_What this task involves_. Please return the full listing below without altering anything.

_Dataset records_.

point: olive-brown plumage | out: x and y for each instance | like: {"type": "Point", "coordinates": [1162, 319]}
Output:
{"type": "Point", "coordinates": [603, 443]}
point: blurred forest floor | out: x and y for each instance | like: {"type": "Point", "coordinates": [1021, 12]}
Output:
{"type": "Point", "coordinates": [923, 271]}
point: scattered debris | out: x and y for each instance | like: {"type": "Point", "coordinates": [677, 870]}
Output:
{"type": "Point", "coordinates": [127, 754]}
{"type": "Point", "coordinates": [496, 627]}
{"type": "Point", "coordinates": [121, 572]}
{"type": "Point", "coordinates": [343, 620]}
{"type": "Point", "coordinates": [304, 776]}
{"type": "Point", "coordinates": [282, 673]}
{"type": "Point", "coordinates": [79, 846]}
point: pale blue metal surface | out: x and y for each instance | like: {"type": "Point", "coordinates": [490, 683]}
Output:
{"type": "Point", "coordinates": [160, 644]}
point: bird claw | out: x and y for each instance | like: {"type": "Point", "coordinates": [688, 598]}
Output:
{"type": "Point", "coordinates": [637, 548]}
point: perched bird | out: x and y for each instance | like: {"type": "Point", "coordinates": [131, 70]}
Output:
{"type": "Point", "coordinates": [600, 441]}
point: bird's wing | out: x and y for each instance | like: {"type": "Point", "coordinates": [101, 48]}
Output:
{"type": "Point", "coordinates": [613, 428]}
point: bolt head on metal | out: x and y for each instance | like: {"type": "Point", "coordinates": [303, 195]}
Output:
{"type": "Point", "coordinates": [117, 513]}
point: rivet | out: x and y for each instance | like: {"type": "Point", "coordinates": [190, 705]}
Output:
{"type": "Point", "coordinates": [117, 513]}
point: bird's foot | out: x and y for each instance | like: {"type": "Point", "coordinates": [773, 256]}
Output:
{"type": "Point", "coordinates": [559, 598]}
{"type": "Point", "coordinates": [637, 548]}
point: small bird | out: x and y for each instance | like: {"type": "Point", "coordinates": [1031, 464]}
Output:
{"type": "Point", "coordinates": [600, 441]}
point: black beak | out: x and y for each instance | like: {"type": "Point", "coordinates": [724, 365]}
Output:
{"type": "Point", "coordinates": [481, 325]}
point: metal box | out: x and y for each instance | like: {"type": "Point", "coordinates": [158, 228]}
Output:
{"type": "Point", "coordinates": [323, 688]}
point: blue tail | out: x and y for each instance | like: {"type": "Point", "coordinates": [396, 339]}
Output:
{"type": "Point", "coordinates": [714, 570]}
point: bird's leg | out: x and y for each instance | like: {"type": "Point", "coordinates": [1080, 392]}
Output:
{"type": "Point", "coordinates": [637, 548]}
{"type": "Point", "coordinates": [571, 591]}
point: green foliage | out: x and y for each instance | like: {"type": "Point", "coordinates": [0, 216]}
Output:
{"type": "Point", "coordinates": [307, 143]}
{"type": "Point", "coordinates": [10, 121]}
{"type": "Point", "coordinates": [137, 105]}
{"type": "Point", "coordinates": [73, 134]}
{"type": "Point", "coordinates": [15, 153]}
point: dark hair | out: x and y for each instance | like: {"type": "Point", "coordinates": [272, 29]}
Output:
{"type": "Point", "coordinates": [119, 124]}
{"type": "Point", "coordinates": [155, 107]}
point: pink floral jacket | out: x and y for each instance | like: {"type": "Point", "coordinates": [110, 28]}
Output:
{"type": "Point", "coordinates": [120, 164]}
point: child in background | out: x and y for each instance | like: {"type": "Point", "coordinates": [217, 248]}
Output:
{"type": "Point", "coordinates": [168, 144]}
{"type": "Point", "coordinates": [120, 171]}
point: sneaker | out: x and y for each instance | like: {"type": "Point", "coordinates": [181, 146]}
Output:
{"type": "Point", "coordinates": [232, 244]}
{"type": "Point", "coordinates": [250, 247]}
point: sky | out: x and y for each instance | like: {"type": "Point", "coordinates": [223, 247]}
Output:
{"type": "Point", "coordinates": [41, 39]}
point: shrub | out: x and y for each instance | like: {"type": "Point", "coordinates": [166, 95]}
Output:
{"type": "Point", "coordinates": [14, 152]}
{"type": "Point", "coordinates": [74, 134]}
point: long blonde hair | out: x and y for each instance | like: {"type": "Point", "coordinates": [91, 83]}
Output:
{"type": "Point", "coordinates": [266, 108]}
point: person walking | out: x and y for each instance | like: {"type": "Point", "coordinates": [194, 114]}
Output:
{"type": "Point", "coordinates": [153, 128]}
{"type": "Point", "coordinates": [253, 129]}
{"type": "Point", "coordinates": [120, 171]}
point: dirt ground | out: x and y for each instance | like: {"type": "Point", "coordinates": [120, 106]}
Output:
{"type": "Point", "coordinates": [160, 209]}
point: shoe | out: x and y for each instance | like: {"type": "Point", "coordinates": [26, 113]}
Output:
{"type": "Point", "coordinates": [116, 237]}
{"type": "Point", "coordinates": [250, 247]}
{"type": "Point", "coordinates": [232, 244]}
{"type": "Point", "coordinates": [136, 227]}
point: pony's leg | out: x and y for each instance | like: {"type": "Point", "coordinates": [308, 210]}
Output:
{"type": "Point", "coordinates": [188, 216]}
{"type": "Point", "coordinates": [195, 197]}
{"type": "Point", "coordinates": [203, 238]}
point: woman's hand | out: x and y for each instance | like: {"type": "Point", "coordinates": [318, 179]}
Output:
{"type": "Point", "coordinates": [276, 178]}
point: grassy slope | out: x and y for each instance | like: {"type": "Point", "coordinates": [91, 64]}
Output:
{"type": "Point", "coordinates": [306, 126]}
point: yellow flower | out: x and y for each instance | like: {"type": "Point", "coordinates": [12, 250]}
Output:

_The reply_.
point: olive-brown plumage | out: x and y for each instance | like: {"type": "Point", "coordinates": [1162, 319]}
Output:
{"type": "Point", "coordinates": [603, 443]}
point: blurred forest floor | out: x and y for each instance | like: {"type": "Point", "coordinates": [1021, 12]}
Output:
{"type": "Point", "coordinates": [923, 271]}
point: scattered debris | out: x and y for each instance | like: {"type": "Point", "coordinates": [677, 870]}
Output:
{"type": "Point", "coordinates": [127, 754]}
{"type": "Point", "coordinates": [496, 627]}
{"type": "Point", "coordinates": [121, 572]}
{"type": "Point", "coordinates": [343, 620]}
{"type": "Point", "coordinates": [304, 776]}
{"type": "Point", "coordinates": [282, 673]}
{"type": "Point", "coordinates": [79, 846]}
point: pale blue metal surface | out: x and y for each instance | like: {"type": "Point", "coordinates": [490, 683]}
Output:
{"type": "Point", "coordinates": [160, 644]}
point: bird claw | out: x and y for each instance | like: {"type": "Point", "coordinates": [688, 598]}
Output:
{"type": "Point", "coordinates": [637, 548]}
point: perched bird | out: x and y for each instance | like: {"type": "Point", "coordinates": [131, 70]}
Output:
{"type": "Point", "coordinates": [600, 441]}
point: bird's wing | out: x and y for each instance | like: {"type": "Point", "coordinates": [101, 48]}
Output:
{"type": "Point", "coordinates": [613, 428]}
point: bolt head on metal | out: x and y for each instance | like: {"type": "Point", "coordinates": [303, 195]}
Output:
{"type": "Point", "coordinates": [117, 513]}
point: rivet | out: x and y for each instance | like: {"type": "Point", "coordinates": [190, 705]}
Output:
{"type": "Point", "coordinates": [117, 513]}
point: bird's foot | out: x and y for each instance | like: {"type": "Point", "coordinates": [773, 256]}
Output:
{"type": "Point", "coordinates": [559, 598]}
{"type": "Point", "coordinates": [637, 548]}
point: small bird | out: x and y for each instance | like: {"type": "Point", "coordinates": [1031, 464]}
Output:
{"type": "Point", "coordinates": [600, 441]}
point: black beak | out: x and y for each instance | like: {"type": "Point", "coordinates": [724, 365]}
Output:
{"type": "Point", "coordinates": [481, 325]}
point: metal box | out: x and y for each instance | like: {"type": "Point", "coordinates": [158, 228]}
Output:
{"type": "Point", "coordinates": [323, 688]}
point: blue tail | out: x and y for each instance | like: {"type": "Point", "coordinates": [396, 339]}
Output:
{"type": "Point", "coordinates": [714, 570]}
point: bird's leg | out: x and y for each instance | like: {"type": "Point", "coordinates": [1080, 392]}
Output:
{"type": "Point", "coordinates": [637, 548]}
{"type": "Point", "coordinates": [571, 591]}
point: green foliage | out: x and y for each instance | like: {"type": "Point", "coordinates": [0, 216]}
Output:
{"type": "Point", "coordinates": [307, 143]}
{"type": "Point", "coordinates": [10, 121]}
{"type": "Point", "coordinates": [137, 105]}
{"type": "Point", "coordinates": [73, 134]}
{"type": "Point", "coordinates": [15, 153]}
point: dark hair | out: x and y for each instance | like: {"type": "Point", "coordinates": [272, 29]}
Output:
{"type": "Point", "coordinates": [119, 124]}
{"type": "Point", "coordinates": [155, 107]}
point: pink floral jacket | out: x and y for each instance | like: {"type": "Point", "coordinates": [110, 28]}
Output:
{"type": "Point", "coordinates": [120, 164]}
point: child in background | out: x and y for each instance | like: {"type": "Point", "coordinates": [217, 248]}
Output:
{"type": "Point", "coordinates": [168, 144]}
{"type": "Point", "coordinates": [120, 171]}
point: sneaker | out: x and y for each instance | like: {"type": "Point", "coordinates": [181, 146]}
Output:
{"type": "Point", "coordinates": [232, 244]}
{"type": "Point", "coordinates": [250, 247]}
point: sky | out: x and y for each instance | like: {"type": "Point", "coordinates": [223, 247]}
Output:
{"type": "Point", "coordinates": [41, 39]}
point: shrub | out: x and y for each instance | like: {"type": "Point", "coordinates": [166, 95]}
Output:
{"type": "Point", "coordinates": [14, 152]}
{"type": "Point", "coordinates": [74, 134]}
point: long blonde hair | out: x and y for each instance | like: {"type": "Point", "coordinates": [91, 83]}
Output:
{"type": "Point", "coordinates": [266, 108]}
point: person walking | out: x and y for each instance | like: {"type": "Point", "coordinates": [194, 114]}
Output:
{"type": "Point", "coordinates": [153, 128]}
{"type": "Point", "coordinates": [253, 129]}
{"type": "Point", "coordinates": [120, 171]}
point: dirt ground | out: x and y for each instance | like: {"type": "Point", "coordinates": [120, 106]}
Output:
{"type": "Point", "coordinates": [160, 209]}
point: shoe | out: x and y for each instance | like: {"type": "Point", "coordinates": [26, 113]}
Output:
{"type": "Point", "coordinates": [116, 237]}
{"type": "Point", "coordinates": [250, 247]}
{"type": "Point", "coordinates": [232, 244]}
{"type": "Point", "coordinates": [136, 227]}
point: pony's leg | out: x and y for each instance | like: {"type": "Point", "coordinates": [308, 210]}
Output:
{"type": "Point", "coordinates": [188, 216]}
{"type": "Point", "coordinates": [195, 197]}
{"type": "Point", "coordinates": [203, 238]}
point: woman's hand | out: x and y for each instance | like: {"type": "Point", "coordinates": [318, 179]}
Output:
{"type": "Point", "coordinates": [276, 178]}
point: grassy slope | out: x and y for each instance | like: {"type": "Point", "coordinates": [91, 64]}
Output:
{"type": "Point", "coordinates": [306, 126]}
point: yellow flower | out: x and y for each instance | like: {"type": "Point", "coordinates": [12, 250]}
Output:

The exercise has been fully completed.